> _Exercise_
Return every line of the records below that contains the word "black".

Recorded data
——

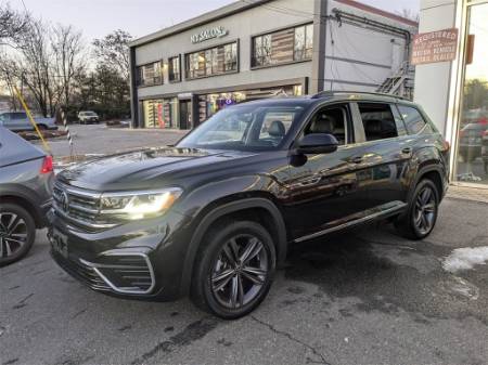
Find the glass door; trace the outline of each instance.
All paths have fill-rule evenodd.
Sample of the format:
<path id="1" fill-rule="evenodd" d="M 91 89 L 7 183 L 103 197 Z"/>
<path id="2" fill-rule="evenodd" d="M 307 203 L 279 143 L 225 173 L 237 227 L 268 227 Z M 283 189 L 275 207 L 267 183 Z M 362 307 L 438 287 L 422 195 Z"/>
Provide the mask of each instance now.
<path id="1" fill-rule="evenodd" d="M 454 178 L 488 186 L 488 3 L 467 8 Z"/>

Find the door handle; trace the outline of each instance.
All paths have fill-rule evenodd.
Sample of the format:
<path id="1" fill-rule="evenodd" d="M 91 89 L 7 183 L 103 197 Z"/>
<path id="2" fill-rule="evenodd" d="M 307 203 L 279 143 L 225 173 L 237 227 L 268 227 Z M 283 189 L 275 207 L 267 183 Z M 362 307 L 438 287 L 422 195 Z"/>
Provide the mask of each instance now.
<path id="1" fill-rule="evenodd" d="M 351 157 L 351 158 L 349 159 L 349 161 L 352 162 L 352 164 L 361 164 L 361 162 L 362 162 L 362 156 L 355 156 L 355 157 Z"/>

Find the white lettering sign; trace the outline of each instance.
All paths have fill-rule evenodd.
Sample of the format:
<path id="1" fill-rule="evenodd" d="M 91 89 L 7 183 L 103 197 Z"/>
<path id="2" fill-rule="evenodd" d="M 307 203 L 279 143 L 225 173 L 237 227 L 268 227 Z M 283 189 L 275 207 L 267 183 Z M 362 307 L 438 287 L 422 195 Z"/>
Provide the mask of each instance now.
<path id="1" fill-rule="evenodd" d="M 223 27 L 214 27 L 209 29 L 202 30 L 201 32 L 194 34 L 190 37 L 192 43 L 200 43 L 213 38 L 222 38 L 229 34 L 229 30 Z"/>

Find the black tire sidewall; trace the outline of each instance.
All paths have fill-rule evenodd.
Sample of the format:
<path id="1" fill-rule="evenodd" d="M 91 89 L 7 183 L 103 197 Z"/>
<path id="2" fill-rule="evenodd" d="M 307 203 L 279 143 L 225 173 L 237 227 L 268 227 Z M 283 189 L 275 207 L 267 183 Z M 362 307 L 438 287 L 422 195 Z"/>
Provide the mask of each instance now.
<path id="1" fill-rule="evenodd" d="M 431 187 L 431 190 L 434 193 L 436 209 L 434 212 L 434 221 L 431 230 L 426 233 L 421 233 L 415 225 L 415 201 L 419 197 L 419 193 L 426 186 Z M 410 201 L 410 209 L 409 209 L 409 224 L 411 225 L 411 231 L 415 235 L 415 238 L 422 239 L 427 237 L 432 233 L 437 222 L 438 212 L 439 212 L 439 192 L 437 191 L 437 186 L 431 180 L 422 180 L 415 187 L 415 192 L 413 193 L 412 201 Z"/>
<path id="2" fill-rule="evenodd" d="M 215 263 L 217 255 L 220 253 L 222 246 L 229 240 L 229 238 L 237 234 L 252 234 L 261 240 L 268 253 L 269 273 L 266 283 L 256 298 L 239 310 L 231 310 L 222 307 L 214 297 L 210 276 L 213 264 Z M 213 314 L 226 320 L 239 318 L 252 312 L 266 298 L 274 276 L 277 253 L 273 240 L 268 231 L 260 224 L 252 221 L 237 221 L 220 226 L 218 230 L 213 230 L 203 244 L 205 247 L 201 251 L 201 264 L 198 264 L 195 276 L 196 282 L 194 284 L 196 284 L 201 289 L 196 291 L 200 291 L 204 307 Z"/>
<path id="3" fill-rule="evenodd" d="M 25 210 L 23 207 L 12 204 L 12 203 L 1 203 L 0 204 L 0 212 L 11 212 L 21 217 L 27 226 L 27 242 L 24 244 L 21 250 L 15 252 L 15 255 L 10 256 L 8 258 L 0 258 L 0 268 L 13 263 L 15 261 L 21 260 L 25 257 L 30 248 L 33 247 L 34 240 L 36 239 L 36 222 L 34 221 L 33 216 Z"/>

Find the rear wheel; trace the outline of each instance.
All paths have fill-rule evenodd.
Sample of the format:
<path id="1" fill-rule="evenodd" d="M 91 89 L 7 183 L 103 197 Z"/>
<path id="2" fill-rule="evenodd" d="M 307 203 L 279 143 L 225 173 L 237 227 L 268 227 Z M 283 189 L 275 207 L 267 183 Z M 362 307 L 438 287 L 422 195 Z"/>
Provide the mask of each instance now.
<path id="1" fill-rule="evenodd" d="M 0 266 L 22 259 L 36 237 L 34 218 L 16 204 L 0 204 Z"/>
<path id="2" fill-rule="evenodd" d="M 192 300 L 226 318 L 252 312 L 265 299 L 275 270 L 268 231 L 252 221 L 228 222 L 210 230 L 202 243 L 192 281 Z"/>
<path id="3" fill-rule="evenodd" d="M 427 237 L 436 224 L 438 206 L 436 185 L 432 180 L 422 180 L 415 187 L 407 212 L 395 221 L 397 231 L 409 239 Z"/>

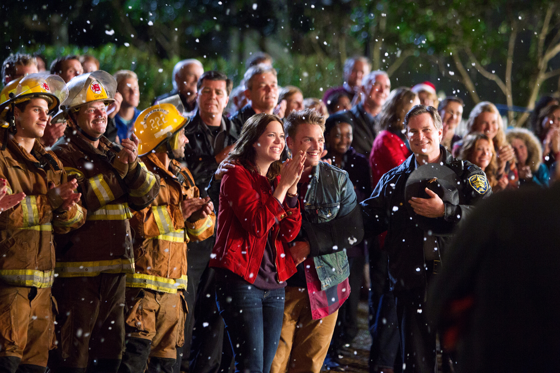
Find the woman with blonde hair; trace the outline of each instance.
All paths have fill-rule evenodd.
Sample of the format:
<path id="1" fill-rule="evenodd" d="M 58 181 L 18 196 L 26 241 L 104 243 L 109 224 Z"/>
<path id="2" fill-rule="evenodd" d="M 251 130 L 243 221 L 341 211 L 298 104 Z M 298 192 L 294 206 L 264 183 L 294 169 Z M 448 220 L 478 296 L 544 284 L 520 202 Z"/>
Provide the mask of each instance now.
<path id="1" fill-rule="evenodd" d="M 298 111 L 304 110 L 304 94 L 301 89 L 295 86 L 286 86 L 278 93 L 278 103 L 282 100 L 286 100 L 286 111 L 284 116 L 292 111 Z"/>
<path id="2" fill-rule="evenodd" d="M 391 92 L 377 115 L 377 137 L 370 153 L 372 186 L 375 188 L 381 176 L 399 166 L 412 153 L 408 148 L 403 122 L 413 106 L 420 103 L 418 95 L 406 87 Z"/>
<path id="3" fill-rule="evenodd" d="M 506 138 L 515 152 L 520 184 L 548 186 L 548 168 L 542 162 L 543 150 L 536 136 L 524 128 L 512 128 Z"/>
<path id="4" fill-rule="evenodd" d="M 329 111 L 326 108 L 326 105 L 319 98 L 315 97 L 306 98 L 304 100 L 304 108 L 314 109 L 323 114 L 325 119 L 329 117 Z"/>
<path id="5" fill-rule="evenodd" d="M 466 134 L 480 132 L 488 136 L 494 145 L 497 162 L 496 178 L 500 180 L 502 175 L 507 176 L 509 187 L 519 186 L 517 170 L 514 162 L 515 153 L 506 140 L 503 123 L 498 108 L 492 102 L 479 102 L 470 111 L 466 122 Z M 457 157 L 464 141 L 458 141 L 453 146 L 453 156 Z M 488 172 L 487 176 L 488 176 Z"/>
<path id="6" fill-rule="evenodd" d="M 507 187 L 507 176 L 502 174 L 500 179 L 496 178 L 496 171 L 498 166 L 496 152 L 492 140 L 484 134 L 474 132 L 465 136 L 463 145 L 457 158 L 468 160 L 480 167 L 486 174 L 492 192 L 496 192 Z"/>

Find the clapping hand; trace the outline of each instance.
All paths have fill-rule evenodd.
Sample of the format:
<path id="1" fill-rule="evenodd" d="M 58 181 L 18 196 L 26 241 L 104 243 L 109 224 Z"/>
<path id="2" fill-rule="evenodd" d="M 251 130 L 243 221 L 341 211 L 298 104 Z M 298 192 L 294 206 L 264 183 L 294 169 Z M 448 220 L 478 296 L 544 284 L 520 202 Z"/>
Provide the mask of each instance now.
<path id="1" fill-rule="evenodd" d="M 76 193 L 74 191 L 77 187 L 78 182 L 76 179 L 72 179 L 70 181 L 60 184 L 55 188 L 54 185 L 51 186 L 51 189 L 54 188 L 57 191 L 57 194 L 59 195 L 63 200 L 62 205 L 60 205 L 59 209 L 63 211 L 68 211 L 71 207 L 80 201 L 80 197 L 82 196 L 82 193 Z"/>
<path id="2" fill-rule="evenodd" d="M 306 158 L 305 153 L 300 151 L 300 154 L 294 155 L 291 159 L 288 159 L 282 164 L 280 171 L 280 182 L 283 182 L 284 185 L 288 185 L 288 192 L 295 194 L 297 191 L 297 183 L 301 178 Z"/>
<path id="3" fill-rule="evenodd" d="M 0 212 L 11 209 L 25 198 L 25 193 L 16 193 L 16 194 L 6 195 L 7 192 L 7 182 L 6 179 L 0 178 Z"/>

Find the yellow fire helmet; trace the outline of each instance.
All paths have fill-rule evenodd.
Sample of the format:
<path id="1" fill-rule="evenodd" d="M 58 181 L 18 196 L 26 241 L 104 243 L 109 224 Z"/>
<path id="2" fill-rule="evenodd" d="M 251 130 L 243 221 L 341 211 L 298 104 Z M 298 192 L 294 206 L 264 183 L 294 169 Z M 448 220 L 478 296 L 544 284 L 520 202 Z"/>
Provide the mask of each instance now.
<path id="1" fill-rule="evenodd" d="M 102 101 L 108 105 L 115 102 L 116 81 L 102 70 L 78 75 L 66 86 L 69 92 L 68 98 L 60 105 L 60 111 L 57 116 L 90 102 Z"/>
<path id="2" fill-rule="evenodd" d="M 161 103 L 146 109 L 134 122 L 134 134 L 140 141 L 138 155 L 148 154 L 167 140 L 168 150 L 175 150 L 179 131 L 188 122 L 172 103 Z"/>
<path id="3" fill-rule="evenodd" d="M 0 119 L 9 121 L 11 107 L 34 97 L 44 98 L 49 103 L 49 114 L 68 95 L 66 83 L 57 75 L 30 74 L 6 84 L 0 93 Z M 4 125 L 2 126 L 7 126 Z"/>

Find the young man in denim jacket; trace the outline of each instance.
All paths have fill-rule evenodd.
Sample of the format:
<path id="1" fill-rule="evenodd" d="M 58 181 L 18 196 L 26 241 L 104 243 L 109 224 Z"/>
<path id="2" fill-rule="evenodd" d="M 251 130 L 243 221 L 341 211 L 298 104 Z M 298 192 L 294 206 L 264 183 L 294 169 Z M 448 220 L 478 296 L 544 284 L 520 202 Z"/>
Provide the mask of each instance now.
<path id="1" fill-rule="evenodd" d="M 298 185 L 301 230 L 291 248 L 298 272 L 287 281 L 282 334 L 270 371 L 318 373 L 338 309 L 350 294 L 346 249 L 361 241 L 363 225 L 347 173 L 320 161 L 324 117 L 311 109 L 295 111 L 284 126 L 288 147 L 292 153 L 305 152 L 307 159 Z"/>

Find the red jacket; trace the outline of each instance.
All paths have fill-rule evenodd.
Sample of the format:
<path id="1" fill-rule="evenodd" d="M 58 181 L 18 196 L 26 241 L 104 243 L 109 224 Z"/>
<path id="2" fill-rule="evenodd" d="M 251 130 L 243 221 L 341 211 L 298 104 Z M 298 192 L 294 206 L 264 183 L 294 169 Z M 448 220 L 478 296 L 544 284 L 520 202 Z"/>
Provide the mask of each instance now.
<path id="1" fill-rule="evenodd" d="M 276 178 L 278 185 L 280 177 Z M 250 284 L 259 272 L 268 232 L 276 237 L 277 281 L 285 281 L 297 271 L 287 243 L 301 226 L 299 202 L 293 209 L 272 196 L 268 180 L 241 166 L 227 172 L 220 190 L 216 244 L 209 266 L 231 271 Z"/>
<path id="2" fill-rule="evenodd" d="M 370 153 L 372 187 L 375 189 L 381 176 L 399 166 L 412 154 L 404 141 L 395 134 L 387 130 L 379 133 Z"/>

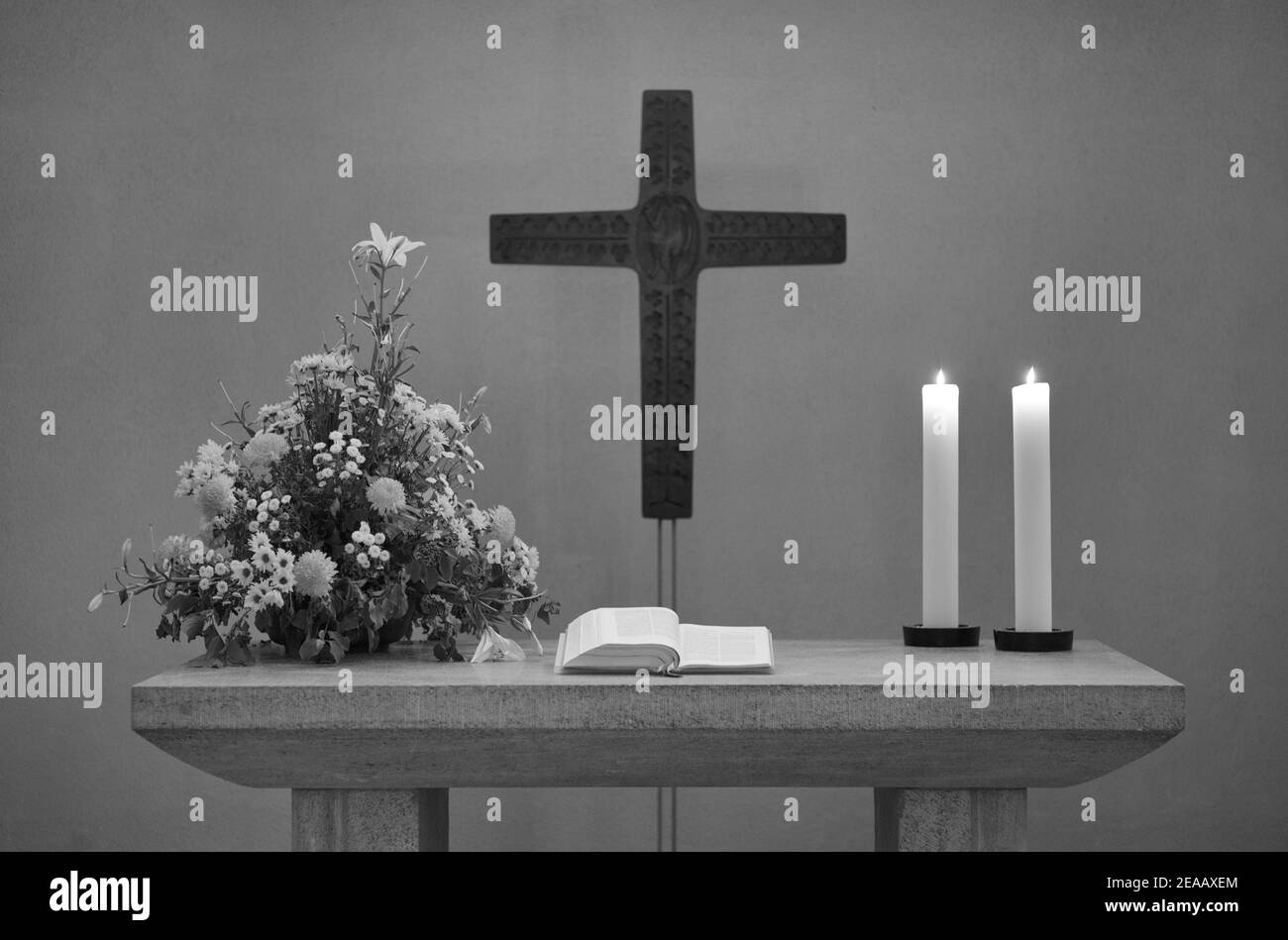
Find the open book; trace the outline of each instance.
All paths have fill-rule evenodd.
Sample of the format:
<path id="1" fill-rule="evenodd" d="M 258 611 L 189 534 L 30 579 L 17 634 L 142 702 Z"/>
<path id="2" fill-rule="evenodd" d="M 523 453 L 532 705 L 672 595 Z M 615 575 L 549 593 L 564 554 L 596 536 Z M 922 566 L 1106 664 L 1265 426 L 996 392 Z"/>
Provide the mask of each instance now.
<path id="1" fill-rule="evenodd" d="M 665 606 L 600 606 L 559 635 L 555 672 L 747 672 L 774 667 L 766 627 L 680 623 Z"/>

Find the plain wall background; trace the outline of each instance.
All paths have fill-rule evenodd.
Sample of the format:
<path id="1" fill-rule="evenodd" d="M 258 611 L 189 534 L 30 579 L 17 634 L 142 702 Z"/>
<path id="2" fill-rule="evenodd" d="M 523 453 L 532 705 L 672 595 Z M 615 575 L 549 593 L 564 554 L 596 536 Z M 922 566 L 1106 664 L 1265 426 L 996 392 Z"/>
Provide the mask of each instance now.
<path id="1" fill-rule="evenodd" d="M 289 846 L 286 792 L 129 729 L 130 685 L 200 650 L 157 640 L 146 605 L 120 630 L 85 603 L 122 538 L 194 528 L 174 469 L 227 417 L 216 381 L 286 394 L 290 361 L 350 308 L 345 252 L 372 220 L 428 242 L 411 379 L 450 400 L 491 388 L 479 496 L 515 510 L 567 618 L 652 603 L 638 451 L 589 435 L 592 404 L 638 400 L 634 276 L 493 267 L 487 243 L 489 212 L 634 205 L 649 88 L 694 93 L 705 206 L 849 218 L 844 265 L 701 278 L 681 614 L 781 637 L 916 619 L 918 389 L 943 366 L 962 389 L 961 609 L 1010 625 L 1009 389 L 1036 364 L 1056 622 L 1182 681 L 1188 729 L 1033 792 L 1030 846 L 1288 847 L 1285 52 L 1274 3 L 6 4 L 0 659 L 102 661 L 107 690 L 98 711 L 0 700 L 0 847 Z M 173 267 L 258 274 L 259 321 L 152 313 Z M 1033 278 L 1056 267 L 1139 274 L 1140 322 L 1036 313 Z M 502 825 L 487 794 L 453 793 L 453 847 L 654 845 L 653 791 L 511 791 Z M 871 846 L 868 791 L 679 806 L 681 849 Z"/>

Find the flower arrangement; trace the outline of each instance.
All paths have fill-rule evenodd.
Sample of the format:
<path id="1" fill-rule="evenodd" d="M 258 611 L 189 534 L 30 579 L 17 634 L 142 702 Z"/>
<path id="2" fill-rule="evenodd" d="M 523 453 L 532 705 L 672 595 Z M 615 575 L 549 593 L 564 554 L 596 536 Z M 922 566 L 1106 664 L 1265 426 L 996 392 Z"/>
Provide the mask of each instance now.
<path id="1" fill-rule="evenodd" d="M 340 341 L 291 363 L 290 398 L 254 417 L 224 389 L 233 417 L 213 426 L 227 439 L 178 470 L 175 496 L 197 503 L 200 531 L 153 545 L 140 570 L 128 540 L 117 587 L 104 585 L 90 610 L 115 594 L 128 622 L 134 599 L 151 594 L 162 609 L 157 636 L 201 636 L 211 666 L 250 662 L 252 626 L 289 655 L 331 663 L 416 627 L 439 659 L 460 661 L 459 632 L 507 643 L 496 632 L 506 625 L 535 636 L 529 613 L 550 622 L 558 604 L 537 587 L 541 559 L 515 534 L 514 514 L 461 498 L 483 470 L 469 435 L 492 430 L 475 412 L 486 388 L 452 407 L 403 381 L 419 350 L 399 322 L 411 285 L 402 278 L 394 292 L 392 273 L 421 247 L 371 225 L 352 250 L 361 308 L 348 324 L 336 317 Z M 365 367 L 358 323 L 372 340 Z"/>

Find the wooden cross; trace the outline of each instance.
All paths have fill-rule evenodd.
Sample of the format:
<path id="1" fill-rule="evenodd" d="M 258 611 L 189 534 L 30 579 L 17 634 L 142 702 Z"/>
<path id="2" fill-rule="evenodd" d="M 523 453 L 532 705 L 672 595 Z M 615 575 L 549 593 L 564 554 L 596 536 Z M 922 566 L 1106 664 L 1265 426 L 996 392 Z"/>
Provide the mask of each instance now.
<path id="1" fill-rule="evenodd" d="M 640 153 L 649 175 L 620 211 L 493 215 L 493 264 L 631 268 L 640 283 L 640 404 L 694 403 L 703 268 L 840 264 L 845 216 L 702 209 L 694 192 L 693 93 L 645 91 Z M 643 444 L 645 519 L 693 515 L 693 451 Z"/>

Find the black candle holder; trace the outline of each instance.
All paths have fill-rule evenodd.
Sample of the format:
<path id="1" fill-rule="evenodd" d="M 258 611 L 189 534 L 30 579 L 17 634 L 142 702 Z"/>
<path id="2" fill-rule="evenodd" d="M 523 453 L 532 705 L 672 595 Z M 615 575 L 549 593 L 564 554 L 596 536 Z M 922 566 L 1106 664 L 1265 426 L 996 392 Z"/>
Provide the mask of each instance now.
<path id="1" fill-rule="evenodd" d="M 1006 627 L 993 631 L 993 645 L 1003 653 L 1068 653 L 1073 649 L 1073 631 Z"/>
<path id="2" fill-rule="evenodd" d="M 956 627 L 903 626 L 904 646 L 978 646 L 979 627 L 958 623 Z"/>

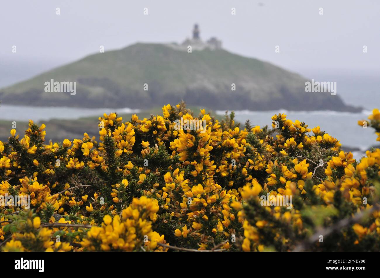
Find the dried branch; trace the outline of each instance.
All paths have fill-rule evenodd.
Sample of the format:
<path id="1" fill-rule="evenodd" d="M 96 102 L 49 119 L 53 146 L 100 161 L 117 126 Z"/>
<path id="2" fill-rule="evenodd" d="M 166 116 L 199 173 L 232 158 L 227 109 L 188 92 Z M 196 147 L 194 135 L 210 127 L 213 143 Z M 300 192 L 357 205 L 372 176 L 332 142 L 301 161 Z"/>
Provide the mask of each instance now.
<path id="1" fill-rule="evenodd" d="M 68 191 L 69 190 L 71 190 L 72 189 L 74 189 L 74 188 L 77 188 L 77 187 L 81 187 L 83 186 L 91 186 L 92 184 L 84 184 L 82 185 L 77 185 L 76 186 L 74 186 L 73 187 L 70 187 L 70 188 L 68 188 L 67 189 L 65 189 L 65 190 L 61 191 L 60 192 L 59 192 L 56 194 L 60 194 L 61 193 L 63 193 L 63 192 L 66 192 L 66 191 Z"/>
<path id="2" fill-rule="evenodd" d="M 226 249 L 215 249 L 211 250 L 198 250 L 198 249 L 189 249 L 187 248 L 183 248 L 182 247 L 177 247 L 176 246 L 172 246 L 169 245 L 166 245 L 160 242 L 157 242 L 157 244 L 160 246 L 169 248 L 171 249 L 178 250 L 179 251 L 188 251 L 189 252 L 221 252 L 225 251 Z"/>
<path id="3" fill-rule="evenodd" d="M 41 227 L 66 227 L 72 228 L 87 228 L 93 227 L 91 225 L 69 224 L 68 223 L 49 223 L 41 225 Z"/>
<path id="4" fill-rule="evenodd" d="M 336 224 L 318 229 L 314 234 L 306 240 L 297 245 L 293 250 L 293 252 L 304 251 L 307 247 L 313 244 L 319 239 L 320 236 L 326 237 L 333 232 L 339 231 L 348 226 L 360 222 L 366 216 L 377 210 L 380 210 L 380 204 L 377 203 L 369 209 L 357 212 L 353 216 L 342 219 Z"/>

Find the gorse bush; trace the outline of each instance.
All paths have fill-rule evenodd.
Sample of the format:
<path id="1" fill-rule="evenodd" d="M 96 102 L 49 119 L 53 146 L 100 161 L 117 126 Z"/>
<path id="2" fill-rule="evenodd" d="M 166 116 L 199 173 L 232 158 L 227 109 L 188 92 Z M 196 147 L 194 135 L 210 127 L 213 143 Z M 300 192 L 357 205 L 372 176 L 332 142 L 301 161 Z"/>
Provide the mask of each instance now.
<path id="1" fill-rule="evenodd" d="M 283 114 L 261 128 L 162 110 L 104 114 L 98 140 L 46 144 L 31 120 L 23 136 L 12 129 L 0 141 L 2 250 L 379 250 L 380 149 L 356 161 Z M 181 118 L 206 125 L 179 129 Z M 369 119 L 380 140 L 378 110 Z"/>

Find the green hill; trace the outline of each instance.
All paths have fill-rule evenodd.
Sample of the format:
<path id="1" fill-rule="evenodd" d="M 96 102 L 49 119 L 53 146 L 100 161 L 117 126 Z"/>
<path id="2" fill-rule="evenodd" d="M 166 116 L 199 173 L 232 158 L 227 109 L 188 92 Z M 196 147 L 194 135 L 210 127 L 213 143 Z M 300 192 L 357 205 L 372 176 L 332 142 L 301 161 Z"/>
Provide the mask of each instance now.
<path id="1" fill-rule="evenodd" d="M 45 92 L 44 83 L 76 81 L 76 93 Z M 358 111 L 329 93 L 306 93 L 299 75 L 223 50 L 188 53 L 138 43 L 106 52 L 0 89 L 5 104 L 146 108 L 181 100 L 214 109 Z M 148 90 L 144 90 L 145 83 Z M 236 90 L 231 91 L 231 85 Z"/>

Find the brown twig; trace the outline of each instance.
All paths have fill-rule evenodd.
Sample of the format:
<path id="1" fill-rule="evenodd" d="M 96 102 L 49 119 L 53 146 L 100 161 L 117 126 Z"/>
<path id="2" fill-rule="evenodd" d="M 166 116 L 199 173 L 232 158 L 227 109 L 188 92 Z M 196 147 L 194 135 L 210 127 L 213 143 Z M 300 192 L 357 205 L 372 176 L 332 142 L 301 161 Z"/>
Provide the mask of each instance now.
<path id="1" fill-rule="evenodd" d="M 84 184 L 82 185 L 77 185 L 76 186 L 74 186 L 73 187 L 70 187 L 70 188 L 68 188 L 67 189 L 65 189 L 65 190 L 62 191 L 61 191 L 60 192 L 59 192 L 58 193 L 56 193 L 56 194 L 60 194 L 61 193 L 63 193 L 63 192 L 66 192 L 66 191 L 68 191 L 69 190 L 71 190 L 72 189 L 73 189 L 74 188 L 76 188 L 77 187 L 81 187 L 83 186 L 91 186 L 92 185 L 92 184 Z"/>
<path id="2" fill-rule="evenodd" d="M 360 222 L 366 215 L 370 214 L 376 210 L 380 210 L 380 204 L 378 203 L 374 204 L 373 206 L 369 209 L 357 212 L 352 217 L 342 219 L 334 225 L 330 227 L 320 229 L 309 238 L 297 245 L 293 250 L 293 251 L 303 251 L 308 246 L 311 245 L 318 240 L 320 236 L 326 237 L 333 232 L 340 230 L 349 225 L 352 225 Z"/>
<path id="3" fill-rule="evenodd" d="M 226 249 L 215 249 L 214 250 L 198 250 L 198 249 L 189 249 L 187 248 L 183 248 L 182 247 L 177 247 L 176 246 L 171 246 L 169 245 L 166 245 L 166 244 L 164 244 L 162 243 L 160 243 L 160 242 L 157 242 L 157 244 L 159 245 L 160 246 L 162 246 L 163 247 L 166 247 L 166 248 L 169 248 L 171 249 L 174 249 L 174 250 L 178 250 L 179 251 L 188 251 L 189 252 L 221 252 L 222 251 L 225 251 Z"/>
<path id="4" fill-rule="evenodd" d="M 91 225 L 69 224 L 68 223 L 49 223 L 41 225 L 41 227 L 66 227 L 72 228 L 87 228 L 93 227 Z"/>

——

> _Exercise result_
Find the black tire sidewall; trace the outline of each instance.
Find the black candle holder; trace the outline of each instance.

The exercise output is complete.